§ Work order A
From the yeast article below, list each yeast shown in the tubes, along with its position.
§ Work order B
Please transcribe the part of the yeast article that opens with the words containing "Wageningen spin-off company" and closes with "Culture and Science.".
§ Work order C
Go on with the yeast article from its last sentence, keeping its subject and tone.

§ Given passage

Science - January 12, 2018

Yeasts make sustainable natural colours

Text:
Tessa Louwerens

Wageningen spin-off company N-CHROMA, received a 40.000 euro Take-off grant. The company uses genetically modified yeasts to develop and produce natural colours.

© Shutterstock

 ‘With this grant money we can improve our technology and further explore the market’, says CEO Constantinos Patinios, PhD student Agrotechnology & Food Sciences. The Take-off grant is provided by Ministry of Economic Affairs and Climate and the Ministry of Education, Culture and Science.

 Tubes with the yeasts. On the left, the normal yeast that does not produce a colour; on the right, the genetically modified yeast; and in the centre, the yeast that has been optimised to make a produce colour. © Constantinos Patinios
Tubes with the yeasts. On the left, the normal yeast that does not produce a colour; on the right, the genetically modified yeast; and in the centre, the yeast that has been optimised to make a produce colour. © Constantinos Patinios

Patinios’ company explores methods to produce natural colourants in the laboratory. The food-industry has to completely eliminate all artificial colours by 2020 and replace them with natural colourants. These natural colourants are currently harvested from plants such as purple carrot or cabbage. Patinios: ‘Extraction of the colourants from the plants is very inefficient and sometime requires chemicals. Less than two percent of the plant material is actually converted to colourants. This means plants that could be used for human consumption are wasted and a lot of agricultural land is used.’ Another problem with these plant-derived natural colourants, is that they are not as stable. This means that they fade quickly, for example, and the products cannot be sold as a consequence.

§ Given material
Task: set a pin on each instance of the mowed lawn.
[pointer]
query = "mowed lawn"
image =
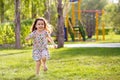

§ Exercise output A
- Left: the normal yeast, which does not produce a colour
- Right: the genetically modified yeast
- Center: the yeast that has been optimised to make a produce colour

§ Exercise output B
Wageningen spin-off company N-CHROMA, received a 40.000 euro Take-off grant. The company uses genetically modified yeasts to develop and produce natural colours.

© Shutterstock

 ‘With this grant money we can improve our technology and further explore the market’, says CEO Constantinos Patinios, PhD student Agrotechnology & Food Sciences. The Take-off grant is provided by Ministry of Economic Affairs and Climate and the Ministry of Education, Culture and Science.

§ Exercise output C
That’s why Patinios and his colleagues developed a technique to produce these natural colourants in the lab, using genetically modified yeasts. As a starting material, he feeds the yeast sugar. Patinios:  ‘Sugar cane uses six times less land than for example purple carrots and with our technology we can reduce the CO2 emissions by 30 fold and increase the conversion efficiency, by 30 fold as well, meaning less waste.’

The yeast produces anthocyanins, a natural colourant that is also present in plants like cabbage and sweet potatoes. Patinios: ‘When you harvest natural colourants directly from the plants it is often a mixture of different substances. The yeast produces a pure form, this is more stable and it is also easily customizable, because you can engineer the yeast to produce any anthocyanin compound you want.’  At the moment Patinios has proven that the technique works in the lab with small vials of 50 millilitres. ‘With this grant we have the opportunity to improve our technique, so we can try to upscale the process for commercial production.'

Initially, Patinios focussed on the food industry, but now he is not so sure that this has the greatest potential. ‘They like the concept. But the yeast we use is a genetically modified organism (GMO) and consumers don’t like that, even when the final product is completely natural. Now the food industry invests billions of dollars in trying to stabilize natural colourants they harvest from plants, instead of investing in sustainable alternatives. You can have great technology, but you cannot force consumers to buy your product.’  

He therefore wants to explore other markets like cosmetics, the pet food industry or pharmaceuticals. The latter is interesting because anthocyanins also work as an antioxidant and could be used in supplement pills.